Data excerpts
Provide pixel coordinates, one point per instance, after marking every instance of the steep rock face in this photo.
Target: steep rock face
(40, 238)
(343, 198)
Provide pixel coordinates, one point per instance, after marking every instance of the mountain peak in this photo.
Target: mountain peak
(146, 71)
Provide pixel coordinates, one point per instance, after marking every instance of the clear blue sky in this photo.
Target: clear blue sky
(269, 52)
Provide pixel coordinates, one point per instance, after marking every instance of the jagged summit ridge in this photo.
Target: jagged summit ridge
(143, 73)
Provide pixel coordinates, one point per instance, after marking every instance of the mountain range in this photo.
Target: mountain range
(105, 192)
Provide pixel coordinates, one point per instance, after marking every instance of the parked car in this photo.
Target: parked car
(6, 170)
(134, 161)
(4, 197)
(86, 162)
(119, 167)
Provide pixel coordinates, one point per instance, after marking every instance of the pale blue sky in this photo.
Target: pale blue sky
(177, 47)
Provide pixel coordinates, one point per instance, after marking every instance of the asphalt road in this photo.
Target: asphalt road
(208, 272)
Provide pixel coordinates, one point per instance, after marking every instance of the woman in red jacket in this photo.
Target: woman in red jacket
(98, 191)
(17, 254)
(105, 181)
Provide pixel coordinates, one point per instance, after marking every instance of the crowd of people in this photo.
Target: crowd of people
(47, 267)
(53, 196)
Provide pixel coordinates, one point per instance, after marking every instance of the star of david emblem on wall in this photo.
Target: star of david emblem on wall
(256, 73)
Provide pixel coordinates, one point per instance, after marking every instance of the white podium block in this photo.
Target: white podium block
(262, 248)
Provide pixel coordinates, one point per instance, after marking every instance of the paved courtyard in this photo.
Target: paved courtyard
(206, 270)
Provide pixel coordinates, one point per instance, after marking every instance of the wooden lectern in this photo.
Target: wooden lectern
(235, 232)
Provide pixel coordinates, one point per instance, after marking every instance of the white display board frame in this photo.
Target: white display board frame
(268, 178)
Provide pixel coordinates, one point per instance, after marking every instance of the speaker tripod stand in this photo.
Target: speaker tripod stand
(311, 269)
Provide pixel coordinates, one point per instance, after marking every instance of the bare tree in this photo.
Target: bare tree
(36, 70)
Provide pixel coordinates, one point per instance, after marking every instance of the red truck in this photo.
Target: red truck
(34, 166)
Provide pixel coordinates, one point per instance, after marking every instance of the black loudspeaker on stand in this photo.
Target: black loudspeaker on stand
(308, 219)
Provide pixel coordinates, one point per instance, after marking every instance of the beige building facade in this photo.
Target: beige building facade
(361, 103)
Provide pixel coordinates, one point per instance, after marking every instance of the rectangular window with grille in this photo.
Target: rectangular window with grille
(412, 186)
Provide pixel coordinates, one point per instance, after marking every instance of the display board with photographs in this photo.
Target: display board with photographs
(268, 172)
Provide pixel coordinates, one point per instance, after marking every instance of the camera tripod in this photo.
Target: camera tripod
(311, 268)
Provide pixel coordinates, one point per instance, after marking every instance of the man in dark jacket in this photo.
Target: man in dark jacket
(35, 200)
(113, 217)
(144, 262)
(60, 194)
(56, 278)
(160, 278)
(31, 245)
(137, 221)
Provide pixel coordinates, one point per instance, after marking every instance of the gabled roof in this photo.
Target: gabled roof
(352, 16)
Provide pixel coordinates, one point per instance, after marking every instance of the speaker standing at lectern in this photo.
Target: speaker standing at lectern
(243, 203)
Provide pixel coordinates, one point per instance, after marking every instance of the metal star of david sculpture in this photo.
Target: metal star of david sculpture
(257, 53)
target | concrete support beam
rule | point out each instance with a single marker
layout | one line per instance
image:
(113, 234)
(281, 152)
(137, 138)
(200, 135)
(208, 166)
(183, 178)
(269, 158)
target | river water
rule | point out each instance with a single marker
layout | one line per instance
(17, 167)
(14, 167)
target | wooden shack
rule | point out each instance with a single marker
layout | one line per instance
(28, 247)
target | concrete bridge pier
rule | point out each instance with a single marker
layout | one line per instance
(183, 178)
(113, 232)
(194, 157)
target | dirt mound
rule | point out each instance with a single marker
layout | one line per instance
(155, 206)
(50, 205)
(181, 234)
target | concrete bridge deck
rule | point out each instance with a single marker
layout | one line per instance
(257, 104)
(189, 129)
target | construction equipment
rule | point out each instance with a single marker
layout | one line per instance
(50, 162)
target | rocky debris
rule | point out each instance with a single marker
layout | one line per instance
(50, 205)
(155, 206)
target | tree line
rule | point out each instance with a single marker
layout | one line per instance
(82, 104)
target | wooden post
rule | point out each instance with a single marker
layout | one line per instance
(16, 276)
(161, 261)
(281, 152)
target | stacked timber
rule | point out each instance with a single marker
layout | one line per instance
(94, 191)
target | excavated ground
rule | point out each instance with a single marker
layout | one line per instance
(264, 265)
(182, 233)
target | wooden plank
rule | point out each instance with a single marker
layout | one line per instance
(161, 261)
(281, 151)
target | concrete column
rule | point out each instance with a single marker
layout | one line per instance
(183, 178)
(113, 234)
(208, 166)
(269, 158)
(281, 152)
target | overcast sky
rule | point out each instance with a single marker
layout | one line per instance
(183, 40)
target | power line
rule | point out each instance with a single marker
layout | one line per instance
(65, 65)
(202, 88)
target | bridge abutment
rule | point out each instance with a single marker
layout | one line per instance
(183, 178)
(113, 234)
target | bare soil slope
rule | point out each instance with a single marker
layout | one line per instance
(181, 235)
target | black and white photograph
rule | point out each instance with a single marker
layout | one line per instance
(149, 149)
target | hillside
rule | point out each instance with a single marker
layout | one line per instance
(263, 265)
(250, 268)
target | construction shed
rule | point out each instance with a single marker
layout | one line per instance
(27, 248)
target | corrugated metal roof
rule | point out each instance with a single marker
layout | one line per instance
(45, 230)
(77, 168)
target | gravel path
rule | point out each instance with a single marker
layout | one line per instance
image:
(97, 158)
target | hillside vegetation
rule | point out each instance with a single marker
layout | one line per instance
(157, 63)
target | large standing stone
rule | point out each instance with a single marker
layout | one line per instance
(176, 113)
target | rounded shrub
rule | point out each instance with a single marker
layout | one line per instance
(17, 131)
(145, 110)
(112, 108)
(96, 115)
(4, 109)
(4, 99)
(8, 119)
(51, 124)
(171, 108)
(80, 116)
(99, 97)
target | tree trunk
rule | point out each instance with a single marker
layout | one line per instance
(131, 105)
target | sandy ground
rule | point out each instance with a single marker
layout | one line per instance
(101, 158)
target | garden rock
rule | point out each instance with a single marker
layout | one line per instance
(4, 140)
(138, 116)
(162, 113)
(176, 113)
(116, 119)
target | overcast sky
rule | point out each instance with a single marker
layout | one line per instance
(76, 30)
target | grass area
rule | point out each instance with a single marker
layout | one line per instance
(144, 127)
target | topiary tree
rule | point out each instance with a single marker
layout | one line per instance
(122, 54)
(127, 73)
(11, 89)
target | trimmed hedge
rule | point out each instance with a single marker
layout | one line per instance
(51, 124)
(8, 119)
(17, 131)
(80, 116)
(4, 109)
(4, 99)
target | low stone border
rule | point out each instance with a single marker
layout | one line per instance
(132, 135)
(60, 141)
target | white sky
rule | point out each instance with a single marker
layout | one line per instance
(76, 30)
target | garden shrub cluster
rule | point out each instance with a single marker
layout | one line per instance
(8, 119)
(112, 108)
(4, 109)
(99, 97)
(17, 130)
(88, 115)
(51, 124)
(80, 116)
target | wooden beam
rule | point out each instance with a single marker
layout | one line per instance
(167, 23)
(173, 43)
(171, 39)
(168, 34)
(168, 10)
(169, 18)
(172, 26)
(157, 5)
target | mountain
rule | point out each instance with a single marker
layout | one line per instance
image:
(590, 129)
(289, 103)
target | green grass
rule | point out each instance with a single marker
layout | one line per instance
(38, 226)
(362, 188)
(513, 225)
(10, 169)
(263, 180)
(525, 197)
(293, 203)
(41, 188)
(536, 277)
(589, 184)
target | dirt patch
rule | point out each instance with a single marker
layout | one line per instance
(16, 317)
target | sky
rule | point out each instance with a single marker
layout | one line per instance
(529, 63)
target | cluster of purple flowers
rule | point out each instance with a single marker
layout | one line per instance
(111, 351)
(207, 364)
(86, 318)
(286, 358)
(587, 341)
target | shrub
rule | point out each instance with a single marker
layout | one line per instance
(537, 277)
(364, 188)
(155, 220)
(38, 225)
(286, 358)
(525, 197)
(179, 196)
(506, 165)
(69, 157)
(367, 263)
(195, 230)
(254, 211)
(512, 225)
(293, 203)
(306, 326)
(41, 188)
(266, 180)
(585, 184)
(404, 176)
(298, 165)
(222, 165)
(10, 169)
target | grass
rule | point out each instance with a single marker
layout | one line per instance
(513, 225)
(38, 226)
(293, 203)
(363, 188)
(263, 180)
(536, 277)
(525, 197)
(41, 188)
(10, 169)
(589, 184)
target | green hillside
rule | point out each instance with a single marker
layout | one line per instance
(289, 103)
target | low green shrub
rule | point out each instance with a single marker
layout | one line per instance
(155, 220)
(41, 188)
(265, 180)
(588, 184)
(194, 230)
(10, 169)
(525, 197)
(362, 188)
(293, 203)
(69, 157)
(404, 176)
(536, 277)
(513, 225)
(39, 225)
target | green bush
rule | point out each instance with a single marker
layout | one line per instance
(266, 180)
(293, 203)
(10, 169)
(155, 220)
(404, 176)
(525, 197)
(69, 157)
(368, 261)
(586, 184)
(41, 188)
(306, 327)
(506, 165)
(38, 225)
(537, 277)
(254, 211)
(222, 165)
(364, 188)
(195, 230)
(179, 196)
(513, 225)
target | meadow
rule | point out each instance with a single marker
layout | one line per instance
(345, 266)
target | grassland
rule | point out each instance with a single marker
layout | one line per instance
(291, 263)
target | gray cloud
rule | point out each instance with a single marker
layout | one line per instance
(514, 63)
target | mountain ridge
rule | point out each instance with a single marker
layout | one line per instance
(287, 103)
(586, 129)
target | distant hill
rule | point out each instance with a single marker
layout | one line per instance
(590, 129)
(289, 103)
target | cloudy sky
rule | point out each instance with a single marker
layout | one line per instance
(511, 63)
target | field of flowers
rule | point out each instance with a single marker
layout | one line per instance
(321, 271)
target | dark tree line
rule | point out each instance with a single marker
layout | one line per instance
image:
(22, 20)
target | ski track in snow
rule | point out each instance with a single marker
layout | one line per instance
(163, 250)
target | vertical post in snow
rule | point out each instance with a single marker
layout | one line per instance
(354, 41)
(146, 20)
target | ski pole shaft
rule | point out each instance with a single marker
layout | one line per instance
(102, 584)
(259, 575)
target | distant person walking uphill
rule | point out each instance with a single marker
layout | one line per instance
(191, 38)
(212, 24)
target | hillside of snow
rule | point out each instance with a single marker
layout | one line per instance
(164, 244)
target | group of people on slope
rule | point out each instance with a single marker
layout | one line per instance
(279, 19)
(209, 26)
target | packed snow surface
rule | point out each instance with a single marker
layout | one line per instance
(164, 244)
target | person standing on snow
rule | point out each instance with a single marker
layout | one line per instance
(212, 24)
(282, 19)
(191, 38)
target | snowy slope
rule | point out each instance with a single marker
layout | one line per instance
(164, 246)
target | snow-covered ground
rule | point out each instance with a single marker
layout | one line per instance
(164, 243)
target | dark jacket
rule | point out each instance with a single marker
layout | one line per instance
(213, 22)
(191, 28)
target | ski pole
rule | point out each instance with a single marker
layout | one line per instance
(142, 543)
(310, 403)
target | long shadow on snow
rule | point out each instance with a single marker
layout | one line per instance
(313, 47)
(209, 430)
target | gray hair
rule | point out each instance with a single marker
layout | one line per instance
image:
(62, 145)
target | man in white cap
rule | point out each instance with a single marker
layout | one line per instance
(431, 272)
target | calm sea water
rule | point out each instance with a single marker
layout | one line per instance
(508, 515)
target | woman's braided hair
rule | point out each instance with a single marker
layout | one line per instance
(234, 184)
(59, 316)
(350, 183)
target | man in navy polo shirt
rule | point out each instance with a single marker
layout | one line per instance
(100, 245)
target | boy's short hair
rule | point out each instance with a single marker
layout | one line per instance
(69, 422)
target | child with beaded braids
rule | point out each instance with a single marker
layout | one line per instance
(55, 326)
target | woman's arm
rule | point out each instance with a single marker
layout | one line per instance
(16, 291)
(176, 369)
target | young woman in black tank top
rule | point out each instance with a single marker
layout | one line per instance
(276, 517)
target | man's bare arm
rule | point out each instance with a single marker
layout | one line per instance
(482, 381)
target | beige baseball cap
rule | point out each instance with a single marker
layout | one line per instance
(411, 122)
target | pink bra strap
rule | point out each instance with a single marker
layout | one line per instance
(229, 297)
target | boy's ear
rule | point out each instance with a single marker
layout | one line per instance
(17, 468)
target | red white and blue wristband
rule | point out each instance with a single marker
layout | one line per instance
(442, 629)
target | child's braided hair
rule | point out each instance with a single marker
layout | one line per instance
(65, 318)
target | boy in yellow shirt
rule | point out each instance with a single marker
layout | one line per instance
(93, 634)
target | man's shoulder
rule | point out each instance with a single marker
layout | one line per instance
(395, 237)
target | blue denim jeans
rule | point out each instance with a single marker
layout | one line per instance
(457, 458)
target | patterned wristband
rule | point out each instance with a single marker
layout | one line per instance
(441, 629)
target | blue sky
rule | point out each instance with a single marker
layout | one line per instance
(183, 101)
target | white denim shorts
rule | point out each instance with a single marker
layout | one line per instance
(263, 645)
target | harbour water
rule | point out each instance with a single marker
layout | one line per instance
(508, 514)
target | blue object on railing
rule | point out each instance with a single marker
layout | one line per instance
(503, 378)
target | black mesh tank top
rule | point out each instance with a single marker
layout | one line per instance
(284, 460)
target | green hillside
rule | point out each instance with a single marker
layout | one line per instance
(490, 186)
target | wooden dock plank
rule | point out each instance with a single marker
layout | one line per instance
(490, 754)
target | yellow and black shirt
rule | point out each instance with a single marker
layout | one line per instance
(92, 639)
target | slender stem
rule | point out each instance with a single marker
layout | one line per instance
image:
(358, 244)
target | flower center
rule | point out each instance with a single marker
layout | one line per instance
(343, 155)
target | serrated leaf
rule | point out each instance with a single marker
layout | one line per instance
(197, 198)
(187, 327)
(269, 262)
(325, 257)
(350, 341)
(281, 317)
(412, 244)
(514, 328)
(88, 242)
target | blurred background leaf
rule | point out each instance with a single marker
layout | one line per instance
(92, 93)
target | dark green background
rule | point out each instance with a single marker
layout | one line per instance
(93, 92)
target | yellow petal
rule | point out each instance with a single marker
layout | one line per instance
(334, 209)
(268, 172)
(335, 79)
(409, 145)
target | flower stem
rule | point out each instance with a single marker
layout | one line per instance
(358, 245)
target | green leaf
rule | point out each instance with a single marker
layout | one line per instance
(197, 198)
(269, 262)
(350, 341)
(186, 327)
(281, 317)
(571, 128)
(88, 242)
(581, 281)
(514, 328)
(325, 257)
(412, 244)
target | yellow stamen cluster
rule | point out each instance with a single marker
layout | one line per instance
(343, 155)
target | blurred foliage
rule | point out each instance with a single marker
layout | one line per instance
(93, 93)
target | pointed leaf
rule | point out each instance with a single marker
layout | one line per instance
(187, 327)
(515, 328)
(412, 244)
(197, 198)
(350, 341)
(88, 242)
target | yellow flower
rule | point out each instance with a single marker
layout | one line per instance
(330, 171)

▶ Exercise description
Identify every line above that includes the word "shrub", and show those lines.

▶ Task output
target | rounded shrub
target | garden shrub cluster
target | shrub
target | low green shrub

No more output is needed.